◆ Task to complete
List each line in the listing below that contains the word "lamp", copying every such line in full.

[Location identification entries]
** Begin **
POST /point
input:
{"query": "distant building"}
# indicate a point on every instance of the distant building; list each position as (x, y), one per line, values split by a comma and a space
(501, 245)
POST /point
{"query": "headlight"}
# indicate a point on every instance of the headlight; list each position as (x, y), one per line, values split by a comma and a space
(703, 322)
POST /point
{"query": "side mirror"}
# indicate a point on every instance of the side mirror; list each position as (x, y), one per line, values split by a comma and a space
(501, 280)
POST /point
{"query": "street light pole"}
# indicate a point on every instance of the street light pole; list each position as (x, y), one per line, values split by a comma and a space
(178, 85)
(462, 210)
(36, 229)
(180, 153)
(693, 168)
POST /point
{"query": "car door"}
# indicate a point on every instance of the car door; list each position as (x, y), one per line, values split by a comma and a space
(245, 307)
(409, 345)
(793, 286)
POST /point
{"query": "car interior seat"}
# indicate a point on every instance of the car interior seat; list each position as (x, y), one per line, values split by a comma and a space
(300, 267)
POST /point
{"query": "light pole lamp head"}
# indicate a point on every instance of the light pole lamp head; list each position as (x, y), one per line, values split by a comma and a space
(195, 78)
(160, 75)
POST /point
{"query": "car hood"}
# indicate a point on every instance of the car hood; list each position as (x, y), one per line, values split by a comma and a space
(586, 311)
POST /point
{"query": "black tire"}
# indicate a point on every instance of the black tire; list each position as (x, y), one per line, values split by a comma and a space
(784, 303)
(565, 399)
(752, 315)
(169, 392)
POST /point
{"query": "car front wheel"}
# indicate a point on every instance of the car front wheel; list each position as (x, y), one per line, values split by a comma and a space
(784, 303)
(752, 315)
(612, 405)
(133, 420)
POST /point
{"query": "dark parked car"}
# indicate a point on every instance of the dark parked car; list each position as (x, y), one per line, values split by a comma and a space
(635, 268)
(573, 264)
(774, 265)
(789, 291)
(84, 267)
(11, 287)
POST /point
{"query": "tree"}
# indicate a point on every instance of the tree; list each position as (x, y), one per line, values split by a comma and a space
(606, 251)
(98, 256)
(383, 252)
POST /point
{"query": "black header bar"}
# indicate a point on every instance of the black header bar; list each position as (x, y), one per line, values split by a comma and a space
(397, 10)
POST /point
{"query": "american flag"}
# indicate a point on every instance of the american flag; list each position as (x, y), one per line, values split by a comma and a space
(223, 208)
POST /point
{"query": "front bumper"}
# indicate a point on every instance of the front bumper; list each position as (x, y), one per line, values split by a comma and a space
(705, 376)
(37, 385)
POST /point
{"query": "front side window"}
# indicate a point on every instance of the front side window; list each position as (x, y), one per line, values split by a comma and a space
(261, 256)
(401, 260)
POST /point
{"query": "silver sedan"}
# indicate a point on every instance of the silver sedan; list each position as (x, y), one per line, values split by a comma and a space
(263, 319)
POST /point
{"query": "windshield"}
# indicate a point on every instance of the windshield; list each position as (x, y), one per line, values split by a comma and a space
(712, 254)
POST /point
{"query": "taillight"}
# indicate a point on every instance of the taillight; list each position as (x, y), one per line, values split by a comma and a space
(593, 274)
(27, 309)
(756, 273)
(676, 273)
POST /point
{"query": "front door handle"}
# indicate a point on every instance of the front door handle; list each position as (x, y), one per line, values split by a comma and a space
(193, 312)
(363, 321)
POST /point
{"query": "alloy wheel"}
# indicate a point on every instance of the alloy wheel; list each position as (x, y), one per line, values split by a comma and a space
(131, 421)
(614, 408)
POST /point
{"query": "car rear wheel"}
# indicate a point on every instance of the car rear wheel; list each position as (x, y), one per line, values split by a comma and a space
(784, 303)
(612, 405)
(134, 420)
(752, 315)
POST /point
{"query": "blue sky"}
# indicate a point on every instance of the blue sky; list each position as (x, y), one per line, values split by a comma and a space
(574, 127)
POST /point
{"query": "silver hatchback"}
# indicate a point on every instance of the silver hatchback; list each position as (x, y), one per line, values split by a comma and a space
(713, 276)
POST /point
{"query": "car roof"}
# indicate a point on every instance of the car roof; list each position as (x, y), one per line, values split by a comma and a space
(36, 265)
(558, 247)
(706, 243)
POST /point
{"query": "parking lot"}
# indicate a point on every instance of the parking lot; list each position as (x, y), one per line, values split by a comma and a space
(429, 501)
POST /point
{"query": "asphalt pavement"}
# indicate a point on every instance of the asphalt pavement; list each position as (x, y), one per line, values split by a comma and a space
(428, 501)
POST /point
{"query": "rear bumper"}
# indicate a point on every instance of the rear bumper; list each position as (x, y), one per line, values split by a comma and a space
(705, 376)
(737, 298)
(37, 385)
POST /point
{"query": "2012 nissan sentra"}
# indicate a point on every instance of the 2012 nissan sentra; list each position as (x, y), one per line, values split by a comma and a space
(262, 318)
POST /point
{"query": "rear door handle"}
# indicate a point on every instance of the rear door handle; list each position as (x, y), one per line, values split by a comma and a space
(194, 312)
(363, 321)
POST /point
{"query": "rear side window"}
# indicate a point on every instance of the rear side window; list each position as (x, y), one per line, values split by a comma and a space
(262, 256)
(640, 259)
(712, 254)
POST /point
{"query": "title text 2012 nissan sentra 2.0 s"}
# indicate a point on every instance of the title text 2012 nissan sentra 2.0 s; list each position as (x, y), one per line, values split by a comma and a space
** End **
◆ Task solution
{"query": "light pole lamp head"}
# indicate a point on every instance of the light pole lamp head; list each position as (x, y), one per line, values split by a comma and a space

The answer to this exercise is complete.